[Photo object pointing records]
-=-=-=-=-

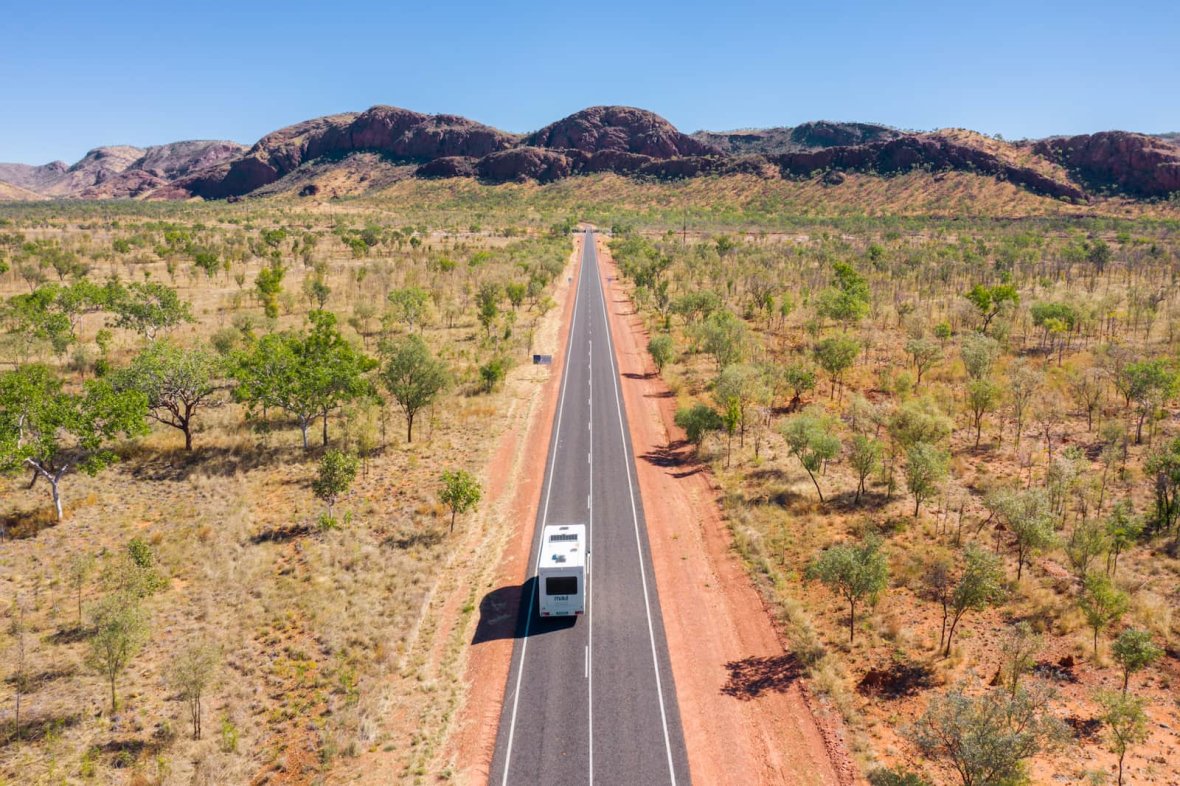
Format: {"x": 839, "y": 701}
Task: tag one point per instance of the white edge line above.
{"x": 589, "y": 549}
{"x": 635, "y": 522}
{"x": 544, "y": 518}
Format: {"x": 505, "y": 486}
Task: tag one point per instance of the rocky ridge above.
{"x": 359, "y": 151}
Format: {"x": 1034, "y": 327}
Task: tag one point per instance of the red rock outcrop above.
{"x": 397, "y": 132}
{"x": 524, "y": 164}
{"x": 1133, "y": 163}
{"x": 922, "y": 151}
{"x": 620, "y": 129}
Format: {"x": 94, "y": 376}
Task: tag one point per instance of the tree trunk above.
{"x": 815, "y": 483}
{"x": 950, "y": 635}
{"x": 57, "y": 497}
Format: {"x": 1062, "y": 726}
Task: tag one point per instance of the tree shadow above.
{"x": 754, "y": 676}
{"x": 1060, "y": 672}
{"x": 415, "y": 538}
{"x": 674, "y": 456}
{"x": 35, "y": 728}
{"x": 71, "y": 635}
{"x": 34, "y": 682}
{"x": 510, "y": 611}
{"x": 846, "y": 500}
{"x": 898, "y": 681}
{"x": 281, "y": 534}
{"x": 1085, "y": 729}
{"x": 181, "y": 465}
{"x": 24, "y": 524}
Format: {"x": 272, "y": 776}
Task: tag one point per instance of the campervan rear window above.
{"x": 561, "y": 585}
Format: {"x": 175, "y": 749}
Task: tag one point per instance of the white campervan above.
{"x": 562, "y": 571}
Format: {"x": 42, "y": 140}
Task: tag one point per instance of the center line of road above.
{"x": 638, "y": 547}
{"x": 541, "y": 534}
{"x": 589, "y": 551}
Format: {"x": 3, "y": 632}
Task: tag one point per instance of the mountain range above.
{"x": 360, "y": 151}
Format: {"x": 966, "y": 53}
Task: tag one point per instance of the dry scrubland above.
{"x": 339, "y": 649}
{"x": 326, "y": 642}
{"x": 798, "y": 360}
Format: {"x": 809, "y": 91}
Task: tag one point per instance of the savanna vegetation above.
{"x": 241, "y": 447}
{"x": 949, "y": 456}
{"x": 244, "y": 450}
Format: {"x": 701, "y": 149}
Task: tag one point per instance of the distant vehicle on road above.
{"x": 562, "y": 571}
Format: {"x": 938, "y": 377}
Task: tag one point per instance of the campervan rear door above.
{"x": 562, "y": 591}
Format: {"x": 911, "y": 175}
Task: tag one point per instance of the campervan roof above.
{"x": 564, "y": 545}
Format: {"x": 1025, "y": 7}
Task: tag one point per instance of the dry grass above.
{"x": 333, "y": 642}
{"x": 779, "y": 525}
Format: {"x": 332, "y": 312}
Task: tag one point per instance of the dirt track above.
{"x": 747, "y": 719}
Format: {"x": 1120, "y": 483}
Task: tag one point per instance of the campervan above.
{"x": 562, "y": 571}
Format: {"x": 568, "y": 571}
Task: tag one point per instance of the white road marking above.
{"x": 589, "y": 583}
{"x": 638, "y": 545}
{"x": 541, "y": 534}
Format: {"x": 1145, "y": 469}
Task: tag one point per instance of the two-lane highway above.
{"x": 591, "y": 700}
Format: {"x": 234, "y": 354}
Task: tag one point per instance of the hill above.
{"x": 360, "y": 152}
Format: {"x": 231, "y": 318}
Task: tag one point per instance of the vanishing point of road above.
{"x": 591, "y": 700}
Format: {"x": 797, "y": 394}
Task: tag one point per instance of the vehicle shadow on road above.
{"x": 754, "y": 676}
{"x": 675, "y": 456}
{"x": 504, "y": 611}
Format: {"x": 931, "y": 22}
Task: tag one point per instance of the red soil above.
{"x": 747, "y": 718}
{"x": 489, "y": 662}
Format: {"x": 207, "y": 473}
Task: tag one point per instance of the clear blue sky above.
{"x": 74, "y": 76}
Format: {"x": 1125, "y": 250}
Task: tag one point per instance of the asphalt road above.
{"x": 591, "y": 699}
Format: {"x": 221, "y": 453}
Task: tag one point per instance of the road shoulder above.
{"x": 747, "y": 718}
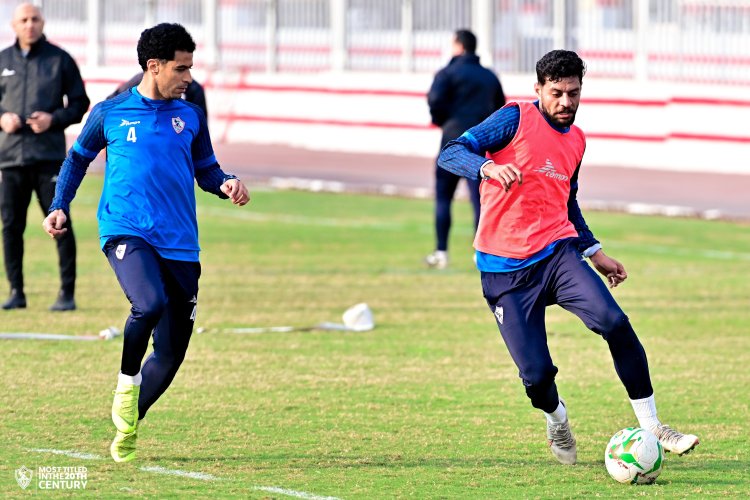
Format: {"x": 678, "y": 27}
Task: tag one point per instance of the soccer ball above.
{"x": 634, "y": 456}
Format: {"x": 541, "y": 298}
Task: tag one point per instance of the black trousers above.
{"x": 16, "y": 186}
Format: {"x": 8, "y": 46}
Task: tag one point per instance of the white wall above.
{"x": 668, "y": 126}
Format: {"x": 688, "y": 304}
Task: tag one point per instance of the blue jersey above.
{"x": 155, "y": 148}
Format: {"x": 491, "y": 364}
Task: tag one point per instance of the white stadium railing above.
{"x": 700, "y": 41}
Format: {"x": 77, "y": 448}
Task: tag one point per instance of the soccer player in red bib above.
{"x": 532, "y": 242}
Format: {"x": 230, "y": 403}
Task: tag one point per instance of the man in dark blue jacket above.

-=-=-=-=-

STATED PROBLEM = Except for the pictures, give all the material above again verbatim.

FULL OUTPUT =
Format: {"x": 839, "y": 701}
Task: tag one point per instance of the white edge line above.
{"x": 589, "y": 549}
{"x": 635, "y": 522}
{"x": 544, "y": 518}
Format: {"x": 505, "y": 486}
Task: tag one point per instance of the rocky ridge above.
{"x": 359, "y": 151}
Format: {"x": 1034, "y": 327}
Task: tag one point per instance of the red rock outcrop above.
{"x": 397, "y": 132}
{"x": 524, "y": 164}
{"x": 1133, "y": 163}
{"x": 922, "y": 151}
{"x": 620, "y": 129}
Format: {"x": 94, "y": 376}
Task: tag one point per instance of the tree trunk above.
{"x": 815, "y": 483}
{"x": 950, "y": 635}
{"x": 57, "y": 497}
Format: {"x": 1062, "y": 726}
Task: tag one point per instance of the tree shadow above.
{"x": 754, "y": 676}
{"x": 1060, "y": 672}
{"x": 415, "y": 538}
{"x": 674, "y": 456}
{"x": 35, "y": 728}
{"x": 71, "y": 635}
{"x": 34, "y": 682}
{"x": 510, "y": 611}
{"x": 846, "y": 500}
{"x": 898, "y": 681}
{"x": 281, "y": 534}
{"x": 1085, "y": 729}
{"x": 181, "y": 465}
{"x": 24, "y": 524}
Format: {"x": 272, "y": 776}
Task: tag one point per instance of the campervan rear window above.
{"x": 561, "y": 585}
Format: {"x": 175, "y": 749}
Task: tag one point per instance of the white campervan above.
{"x": 562, "y": 571}
Format: {"x": 42, "y": 140}
Task: tag one point per instance of the center line of road above.
{"x": 638, "y": 547}
{"x": 541, "y": 534}
{"x": 589, "y": 551}
Format: {"x": 3, "y": 632}
Task: tag one point per instance of the mountain range above.
{"x": 360, "y": 151}
Format: {"x": 966, "y": 53}
Task: tag one point per instance of the dry scrubland above.
{"x": 339, "y": 649}
{"x": 326, "y": 642}
{"x": 798, "y": 360}
Format: {"x": 809, "y": 91}
Task: tag one point per instance of the savanna vegetation above.
{"x": 241, "y": 447}
{"x": 949, "y": 456}
{"x": 244, "y": 450}
Format: {"x": 701, "y": 149}
Task: tag one point per instance of the distant vehicle on road above.
{"x": 562, "y": 571}
Format: {"x": 938, "y": 377}
Task: tag one point per instance of the campervan rear door above.
{"x": 562, "y": 591}
Format: {"x": 911, "y": 175}
Task: tag one point per instance of the campervan roof above.
{"x": 564, "y": 545}
Format: {"x": 1025, "y": 7}
Task: tag one point per instance of the dry grass above.
{"x": 333, "y": 642}
{"x": 779, "y": 525}
Format: {"x": 332, "y": 312}
Task: tag one point per instance of the dirt track above.
{"x": 747, "y": 719}
Format: {"x": 1120, "y": 483}
Task: tag one point per instance of the campervan above.
{"x": 562, "y": 571}
Format: {"x": 568, "y": 571}
Task: tag one point per instance of the white road marking above.
{"x": 589, "y": 583}
{"x": 638, "y": 545}
{"x": 541, "y": 534}
Format: {"x": 1145, "y": 469}
Task: tag one point per instance of the two-lane highway above.
{"x": 591, "y": 700}
Format: {"x": 234, "y": 354}
Task: tag one point per instance of the hill above.
{"x": 360, "y": 152}
Format: {"x": 231, "y": 318}
Task: tag one point per instance of the vanishing point of road above.
{"x": 591, "y": 700}
Format: {"x": 797, "y": 394}
Task: tag one point per instance of the vehicle shadow on road above.
{"x": 754, "y": 676}
{"x": 675, "y": 456}
{"x": 504, "y": 611}
Format: {"x": 931, "y": 22}
Task: tag one point per instance of the red soil above.
{"x": 747, "y": 718}
{"x": 489, "y": 662}
Format: {"x": 207, "y": 473}
Task: tag one point per instance of the clear blue sky above.
{"x": 74, "y": 76}
Format: {"x": 1125, "y": 250}
Task: tag one point per instance of the asphalt road above.
{"x": 591, "y": 699}
Format: {"x": 221, "y": 453}
Task: tag one point per instance of the road shoulder above.
{"x": 747, "y": 718}
Format: {"x": 678, "y": 27}
Task: tag one point per instance of the soccer ball above.
{"x": 634, "y": 456}
Format: {"x": 541, "y": 298}
Task: tag one point per instance of the black trousers above.
{"x": 16, "y": 186}
Format: {"x": 8, "y": 46}
Task: tag one point per instance of the white wall above.
{"x": 668, "y": 126}
Format: {"x": 688, "y": 304}
Task: tag one point per instance of the blue jersey above.
{"x": 155, "y": 148}
Format: {"x": 491, "y": 364}
Task: tag one point per instance of the white stadium railing above.
{"x": 700, "y": 41}
Format: {"x": 77, "y": 448}
Task: tag one point per instance of the soccer player in red bib above.
{"x": 532, "y": 242}
Format: {"x": 230, "y": 403}
Task: tag one point per instance of the man in dark blue jacket above.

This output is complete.